• _Task instructions_
Include in the output the line containing "marking, one point per instance" and each subsequent line of the records, through the end, transcribed exactly. Add nothing else.
+===+
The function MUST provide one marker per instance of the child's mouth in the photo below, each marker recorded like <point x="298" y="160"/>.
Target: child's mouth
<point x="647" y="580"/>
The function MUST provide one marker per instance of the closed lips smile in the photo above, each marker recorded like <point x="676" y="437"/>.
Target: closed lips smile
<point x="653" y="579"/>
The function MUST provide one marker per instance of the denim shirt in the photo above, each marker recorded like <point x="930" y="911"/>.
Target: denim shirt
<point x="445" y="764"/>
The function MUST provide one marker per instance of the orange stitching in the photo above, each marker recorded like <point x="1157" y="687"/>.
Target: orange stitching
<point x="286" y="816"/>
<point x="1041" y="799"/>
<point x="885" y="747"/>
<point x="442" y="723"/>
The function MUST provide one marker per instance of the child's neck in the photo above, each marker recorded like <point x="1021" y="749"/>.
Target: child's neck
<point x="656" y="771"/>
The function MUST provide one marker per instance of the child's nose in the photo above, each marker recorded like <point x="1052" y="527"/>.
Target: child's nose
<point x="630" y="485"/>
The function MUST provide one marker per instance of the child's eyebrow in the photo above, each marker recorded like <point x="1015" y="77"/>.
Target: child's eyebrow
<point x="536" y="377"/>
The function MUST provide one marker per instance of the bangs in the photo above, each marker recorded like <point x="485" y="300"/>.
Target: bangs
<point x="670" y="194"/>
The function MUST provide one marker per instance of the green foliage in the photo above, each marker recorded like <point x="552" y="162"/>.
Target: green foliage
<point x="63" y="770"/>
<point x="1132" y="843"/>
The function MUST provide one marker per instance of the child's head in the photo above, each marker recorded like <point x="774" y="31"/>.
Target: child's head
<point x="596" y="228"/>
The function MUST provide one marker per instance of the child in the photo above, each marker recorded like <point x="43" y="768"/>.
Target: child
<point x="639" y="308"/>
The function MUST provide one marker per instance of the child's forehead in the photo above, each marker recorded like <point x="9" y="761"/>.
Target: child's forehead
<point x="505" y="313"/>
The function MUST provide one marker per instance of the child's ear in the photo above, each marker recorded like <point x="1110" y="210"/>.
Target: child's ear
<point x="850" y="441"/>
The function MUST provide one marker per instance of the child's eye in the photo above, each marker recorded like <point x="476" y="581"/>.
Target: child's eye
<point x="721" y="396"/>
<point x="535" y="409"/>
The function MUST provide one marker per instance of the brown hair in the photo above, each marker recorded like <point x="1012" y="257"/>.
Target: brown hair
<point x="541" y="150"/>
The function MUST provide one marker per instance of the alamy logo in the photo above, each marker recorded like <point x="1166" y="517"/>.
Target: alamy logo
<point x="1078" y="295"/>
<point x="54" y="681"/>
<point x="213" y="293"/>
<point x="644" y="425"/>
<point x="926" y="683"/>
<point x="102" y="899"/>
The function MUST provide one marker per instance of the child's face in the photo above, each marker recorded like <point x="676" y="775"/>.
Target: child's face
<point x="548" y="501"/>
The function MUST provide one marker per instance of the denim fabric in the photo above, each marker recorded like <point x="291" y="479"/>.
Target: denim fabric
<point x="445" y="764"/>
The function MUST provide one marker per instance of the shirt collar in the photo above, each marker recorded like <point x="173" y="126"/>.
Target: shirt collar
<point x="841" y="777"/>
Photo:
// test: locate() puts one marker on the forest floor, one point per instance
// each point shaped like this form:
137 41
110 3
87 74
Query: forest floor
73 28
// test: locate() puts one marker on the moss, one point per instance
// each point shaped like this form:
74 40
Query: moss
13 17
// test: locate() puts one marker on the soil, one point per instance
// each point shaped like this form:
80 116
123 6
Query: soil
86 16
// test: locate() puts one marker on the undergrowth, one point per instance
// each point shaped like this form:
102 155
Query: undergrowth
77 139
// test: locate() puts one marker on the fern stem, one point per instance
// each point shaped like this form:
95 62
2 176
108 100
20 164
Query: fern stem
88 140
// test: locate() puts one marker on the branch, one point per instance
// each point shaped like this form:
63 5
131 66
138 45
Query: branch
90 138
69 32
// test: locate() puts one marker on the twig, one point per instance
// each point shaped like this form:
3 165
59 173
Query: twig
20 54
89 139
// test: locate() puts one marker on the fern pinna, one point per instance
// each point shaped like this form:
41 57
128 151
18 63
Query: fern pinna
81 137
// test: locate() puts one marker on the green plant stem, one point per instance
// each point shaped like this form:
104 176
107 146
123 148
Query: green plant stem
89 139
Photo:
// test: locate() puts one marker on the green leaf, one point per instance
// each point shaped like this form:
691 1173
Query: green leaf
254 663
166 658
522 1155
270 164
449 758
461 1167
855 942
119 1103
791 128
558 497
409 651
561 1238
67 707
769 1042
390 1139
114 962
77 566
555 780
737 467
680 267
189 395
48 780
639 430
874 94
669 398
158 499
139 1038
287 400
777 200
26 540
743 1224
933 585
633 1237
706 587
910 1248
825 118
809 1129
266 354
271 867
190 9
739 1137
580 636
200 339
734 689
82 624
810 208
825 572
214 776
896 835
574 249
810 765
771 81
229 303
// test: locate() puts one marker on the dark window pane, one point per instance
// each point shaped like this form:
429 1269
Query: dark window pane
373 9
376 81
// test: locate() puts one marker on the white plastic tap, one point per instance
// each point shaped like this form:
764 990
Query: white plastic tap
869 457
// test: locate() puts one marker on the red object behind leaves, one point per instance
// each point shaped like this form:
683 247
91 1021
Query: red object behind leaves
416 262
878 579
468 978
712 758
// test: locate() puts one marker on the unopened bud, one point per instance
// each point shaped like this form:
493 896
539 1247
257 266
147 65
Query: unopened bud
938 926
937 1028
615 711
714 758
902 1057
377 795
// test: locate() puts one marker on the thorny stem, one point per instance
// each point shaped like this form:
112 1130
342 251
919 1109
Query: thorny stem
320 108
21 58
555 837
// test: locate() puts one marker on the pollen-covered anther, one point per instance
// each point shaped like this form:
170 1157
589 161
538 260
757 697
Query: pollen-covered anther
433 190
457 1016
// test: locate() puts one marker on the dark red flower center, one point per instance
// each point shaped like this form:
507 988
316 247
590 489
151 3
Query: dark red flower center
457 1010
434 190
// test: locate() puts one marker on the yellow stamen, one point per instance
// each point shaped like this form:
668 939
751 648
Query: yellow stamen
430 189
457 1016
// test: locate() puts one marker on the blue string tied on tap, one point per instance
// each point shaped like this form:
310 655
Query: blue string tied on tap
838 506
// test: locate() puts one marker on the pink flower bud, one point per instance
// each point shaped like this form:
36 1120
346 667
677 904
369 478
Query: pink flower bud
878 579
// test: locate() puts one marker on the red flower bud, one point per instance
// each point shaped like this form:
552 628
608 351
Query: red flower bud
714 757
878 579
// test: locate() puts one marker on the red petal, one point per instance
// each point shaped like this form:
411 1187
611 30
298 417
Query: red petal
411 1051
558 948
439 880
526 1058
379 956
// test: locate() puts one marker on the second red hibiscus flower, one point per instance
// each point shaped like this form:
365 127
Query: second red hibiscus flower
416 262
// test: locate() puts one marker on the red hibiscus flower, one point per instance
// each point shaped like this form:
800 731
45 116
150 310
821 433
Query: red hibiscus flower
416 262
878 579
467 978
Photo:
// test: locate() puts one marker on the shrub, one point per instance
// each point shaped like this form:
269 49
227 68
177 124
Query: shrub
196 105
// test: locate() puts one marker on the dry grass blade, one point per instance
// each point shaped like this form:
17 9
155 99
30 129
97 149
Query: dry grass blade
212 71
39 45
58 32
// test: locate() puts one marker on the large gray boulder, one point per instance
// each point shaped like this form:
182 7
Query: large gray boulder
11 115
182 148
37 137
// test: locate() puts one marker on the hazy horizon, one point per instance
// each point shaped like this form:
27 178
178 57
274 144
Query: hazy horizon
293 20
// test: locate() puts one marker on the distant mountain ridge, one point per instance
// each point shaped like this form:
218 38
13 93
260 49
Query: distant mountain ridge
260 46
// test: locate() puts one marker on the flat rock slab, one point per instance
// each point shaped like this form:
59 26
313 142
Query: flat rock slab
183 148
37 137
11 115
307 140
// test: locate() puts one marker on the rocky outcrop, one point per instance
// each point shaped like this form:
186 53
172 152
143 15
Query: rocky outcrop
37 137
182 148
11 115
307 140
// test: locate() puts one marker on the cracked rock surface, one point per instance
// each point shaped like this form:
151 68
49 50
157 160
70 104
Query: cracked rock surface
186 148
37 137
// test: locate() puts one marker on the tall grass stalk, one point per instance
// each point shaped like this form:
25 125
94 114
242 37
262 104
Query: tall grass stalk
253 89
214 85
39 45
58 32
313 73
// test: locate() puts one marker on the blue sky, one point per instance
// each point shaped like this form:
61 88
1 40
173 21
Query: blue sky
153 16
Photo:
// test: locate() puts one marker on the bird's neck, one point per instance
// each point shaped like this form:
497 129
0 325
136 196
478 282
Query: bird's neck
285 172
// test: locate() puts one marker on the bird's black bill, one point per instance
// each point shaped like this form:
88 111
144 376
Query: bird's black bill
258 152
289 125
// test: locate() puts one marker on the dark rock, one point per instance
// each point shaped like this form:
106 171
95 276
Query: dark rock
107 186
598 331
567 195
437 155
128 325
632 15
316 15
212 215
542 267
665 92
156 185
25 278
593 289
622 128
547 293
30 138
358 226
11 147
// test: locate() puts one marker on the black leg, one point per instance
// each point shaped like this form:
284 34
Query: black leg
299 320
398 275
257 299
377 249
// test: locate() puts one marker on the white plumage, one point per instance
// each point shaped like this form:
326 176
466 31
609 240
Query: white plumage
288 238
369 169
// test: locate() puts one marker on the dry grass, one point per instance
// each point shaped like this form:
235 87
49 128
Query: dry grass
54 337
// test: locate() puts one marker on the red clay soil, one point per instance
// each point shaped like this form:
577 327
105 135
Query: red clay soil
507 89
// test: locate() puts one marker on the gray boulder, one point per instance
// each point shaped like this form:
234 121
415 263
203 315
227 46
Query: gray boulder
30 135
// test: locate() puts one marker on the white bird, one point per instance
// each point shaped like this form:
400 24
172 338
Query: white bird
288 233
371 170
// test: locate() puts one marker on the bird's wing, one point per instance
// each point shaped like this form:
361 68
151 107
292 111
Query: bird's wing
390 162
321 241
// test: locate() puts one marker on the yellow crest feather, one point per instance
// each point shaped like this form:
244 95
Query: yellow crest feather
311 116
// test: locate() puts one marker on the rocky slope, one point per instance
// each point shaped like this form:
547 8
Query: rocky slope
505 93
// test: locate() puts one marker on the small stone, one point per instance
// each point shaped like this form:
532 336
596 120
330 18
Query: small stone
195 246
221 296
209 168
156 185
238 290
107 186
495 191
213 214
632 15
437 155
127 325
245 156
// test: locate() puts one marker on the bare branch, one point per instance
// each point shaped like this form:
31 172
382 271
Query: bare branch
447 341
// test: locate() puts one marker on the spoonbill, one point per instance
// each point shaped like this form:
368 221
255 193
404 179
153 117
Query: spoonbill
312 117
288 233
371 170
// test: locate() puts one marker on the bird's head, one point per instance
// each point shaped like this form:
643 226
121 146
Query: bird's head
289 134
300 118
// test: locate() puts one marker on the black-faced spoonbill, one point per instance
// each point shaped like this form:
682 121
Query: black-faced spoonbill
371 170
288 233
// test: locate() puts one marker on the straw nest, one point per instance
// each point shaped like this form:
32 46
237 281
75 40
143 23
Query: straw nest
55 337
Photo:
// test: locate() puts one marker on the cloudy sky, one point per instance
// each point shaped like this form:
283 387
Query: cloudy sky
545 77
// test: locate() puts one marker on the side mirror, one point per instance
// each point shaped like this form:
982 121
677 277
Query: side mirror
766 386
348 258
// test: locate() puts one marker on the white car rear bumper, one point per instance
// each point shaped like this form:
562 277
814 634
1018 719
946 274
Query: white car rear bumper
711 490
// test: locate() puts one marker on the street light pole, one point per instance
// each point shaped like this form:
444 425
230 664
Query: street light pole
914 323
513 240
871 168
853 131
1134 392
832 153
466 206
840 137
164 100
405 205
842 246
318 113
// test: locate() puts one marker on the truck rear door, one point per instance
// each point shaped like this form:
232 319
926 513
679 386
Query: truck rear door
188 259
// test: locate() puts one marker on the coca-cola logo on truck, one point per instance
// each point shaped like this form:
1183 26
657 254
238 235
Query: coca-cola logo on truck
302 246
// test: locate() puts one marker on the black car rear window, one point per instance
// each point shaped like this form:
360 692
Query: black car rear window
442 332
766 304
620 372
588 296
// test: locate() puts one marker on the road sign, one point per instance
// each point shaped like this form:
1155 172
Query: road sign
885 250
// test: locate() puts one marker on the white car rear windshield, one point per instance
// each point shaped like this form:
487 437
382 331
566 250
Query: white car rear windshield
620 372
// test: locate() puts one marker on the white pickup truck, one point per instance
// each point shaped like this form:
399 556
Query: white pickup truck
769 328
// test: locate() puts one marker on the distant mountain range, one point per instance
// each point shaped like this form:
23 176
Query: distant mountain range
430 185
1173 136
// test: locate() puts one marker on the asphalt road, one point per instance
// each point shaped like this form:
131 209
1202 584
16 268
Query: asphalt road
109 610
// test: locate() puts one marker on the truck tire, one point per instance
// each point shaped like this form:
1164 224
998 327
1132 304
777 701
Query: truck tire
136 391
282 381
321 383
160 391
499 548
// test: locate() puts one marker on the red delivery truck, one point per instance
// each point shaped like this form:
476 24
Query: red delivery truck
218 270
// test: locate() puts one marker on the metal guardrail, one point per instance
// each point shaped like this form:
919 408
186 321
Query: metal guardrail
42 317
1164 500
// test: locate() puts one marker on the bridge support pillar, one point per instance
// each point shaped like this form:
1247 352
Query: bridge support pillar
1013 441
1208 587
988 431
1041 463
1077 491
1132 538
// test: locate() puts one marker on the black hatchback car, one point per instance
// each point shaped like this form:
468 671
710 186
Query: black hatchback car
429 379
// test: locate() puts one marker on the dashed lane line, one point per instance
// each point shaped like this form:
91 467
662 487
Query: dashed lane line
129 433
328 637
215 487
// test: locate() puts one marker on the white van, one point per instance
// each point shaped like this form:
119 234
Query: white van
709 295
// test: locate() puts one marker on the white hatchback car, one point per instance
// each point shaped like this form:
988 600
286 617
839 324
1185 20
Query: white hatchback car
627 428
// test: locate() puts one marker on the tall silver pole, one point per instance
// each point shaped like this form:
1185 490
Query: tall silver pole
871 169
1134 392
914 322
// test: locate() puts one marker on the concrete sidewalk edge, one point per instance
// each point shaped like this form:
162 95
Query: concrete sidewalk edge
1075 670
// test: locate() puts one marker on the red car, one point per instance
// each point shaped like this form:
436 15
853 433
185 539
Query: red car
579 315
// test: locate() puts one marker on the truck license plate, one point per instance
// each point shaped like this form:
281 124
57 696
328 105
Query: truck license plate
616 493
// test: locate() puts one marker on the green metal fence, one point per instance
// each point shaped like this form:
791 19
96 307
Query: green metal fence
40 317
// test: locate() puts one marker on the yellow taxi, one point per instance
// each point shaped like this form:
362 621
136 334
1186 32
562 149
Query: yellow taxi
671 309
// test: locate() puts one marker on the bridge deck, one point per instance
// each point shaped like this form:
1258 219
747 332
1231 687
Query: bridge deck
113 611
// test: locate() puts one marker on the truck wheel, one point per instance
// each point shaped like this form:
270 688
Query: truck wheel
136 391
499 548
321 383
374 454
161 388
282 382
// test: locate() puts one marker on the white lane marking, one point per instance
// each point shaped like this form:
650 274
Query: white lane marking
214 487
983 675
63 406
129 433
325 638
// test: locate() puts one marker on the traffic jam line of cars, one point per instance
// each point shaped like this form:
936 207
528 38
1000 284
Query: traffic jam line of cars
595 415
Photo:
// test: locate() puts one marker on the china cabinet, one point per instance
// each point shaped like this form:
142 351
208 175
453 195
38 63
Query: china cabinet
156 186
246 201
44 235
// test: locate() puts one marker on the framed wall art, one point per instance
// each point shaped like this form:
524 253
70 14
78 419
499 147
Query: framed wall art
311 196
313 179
+===+
• _Task solution_
// test: locate() puts one marker on the white lane marking, one point per instance
// each point shaped like this form:
650 274
Query: white lane marking
214 487
983 675
63 406
129 433
325 638
// test: locate() puts one marker on the traffic jam line of cars, one point per instance
// each point shaped like this form:
936 207
528 38
1000 284
Query: traffic jam line of cars
595 415
Photo:
// test: locate() puts one marker on the china cabinet, one point per instance
// each point shaped like this form:
142 351
208 175
453 195
38 63
Query: china cabinet
156 186
246 201
44 235
// test: locate() puts one marker on the framed wall art, one point per instance
// each point shaped like this form:
524 253
70 14
78 419
499 147
Query: framed wall art
311 196
313 179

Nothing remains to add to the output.